**EXERCISE**: Nothing in the records should be altered; retype them all exactly.

Dataset entries
[Start of Attachment]

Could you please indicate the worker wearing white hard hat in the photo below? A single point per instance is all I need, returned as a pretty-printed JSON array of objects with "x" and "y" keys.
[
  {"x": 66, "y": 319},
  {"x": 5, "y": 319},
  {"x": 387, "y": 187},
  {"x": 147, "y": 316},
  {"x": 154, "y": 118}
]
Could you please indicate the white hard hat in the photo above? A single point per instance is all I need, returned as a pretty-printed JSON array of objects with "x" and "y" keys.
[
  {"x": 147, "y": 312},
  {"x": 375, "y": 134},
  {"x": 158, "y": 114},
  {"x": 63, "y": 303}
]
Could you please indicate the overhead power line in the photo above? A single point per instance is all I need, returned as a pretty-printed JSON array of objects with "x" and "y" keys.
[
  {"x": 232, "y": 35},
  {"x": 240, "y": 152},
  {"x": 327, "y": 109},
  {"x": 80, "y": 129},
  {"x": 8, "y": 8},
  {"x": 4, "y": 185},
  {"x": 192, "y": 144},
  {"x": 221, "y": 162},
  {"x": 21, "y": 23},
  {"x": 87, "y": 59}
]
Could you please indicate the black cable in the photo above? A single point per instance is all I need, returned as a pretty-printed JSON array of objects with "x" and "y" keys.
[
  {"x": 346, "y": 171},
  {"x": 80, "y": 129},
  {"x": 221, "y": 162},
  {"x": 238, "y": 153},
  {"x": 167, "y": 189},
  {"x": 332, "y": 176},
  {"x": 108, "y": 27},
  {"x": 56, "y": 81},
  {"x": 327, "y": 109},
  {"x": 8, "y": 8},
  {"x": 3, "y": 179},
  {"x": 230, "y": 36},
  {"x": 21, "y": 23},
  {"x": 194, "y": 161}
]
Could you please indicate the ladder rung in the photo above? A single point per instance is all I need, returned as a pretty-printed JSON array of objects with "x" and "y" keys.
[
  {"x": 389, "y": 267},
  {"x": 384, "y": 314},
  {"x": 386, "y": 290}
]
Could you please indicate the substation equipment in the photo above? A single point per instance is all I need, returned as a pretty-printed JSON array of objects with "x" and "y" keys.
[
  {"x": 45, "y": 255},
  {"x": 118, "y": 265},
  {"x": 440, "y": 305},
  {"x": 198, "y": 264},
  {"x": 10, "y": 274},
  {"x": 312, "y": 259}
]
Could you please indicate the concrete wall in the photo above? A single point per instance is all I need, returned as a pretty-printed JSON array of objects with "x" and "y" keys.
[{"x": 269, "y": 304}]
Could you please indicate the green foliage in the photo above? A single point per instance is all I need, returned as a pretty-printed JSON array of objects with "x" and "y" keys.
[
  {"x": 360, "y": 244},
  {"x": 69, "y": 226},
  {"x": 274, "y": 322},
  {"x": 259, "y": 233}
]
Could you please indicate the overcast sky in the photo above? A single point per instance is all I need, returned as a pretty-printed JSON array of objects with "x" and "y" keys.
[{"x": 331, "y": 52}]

[End of Attachment]

**OUTPUT**:
Could you please indicate the worker wearing white hard hat in the photo below? A single point per instance is all I need, returned as a pretty-printed JSON array of objects with "x" and "y" keys.
[
  {"x": 66, "y": 319},
  {"x": 5, "y": 319},
  {"x": 387, "y": 187},
  {"x": 147, "y": 316},
  {"x": 154, "y": 118}
]
Could you please indicate the white hard hat in the photo above? A single point per instance is all I need, returned as a pretty-printed JSON array of objects with "x" and "y" keys.
[
  {"x": 147, "y": 312},
  {"x": 375, "y": 134},
  {"x": 158, "y": 114},
  {"x": 63, "y": 303}
]
Could you please indicate the overhead power line in the photo above? A single point per instance is all I need, returned as a pretty-printed JSON array of objects with "x" and "y" keys.
[
  {"x": 232, "y": 35},
  {"x": 240, "y": 152},
  {"x": 327, "y": 109},
  {"x": 80, "y": 129},
  {"x": 8, "y": 8},
  {"x": 4, "y": 185},
  {"x": 192, "y": 144},
  {"x": 221, "y": 162},
  {"x": 21, "y": 23},
  {"x": 87, "y": 59}
]
Could you please indicate the black cable in the photo above? A single point per instance is all I need, returned as a pretty-printed JSON array of objects with "x" and "y" keys.
[
  {"x": 346, "y": 171},
  {"x": 80, "y": 129},
  {"x": 221, "y": 162},
  {"x": 238, "y": 153},
  {"x": 167, "y": 189},
  {"x": 332, "y": 176},
  {"x": 108, "y": 27},
  {"x": 56, "y": 81},
  {"x": 327, "y": 109},
  {"x": 8, "y": 8},
  {"x": 3, "y": 179},
  {"x": 230, "y": 36},
  {"x": 21, "y": 23},
  {"x": 194, "y": 161}
]
Could you please indicate the ladder rung in the photo above? A single point per instance is all I need, returned as a pretty-printed JSON array of objects with "x" and "y" keys.
[
  {"x": 389, "y": 267},
  {"x": 384, "y": 314},
  {"x": 386, "y": 290}
]
Could you please indicate the substation equipment in the photo above? A single point per instance is all I need, returned as a pretty-printed JSON array of objects with "x" and "y" keys.
[
  {"x": 45, "y": 255},
  {"x": 118, "y": 265},
  {"x": 440, "y": 305},
  {"x": 198, "y": 264},
  {"x": 10, "y": 274},
  {"x": 312, "y": 259}
]
Could you please indicate the concrete wall in the photo above? A single point per instance is all I need, returned as a pretty-printed JSON array of objects with "x" and "y" keys.
[{"x": 269, "y": 304}]
Could you please indicate the green foliage in the photo above? A single point per instance is all I need, returned as a pretty-printed JSON array of objects with "x" and "y" keys.
[
  {"x": 360, "y": 244},
  {"x": 69, "y": 226},
  {"x": 274, "y": 322},
  {"x": 259, "y": 233}
]
Could you please indicate the overcast sky in the photo above? A single point per instance is all I need, returned as a pretty-printed JSON array of objects with "x" and "y" keys.
[{"x": 331, "y": 52}]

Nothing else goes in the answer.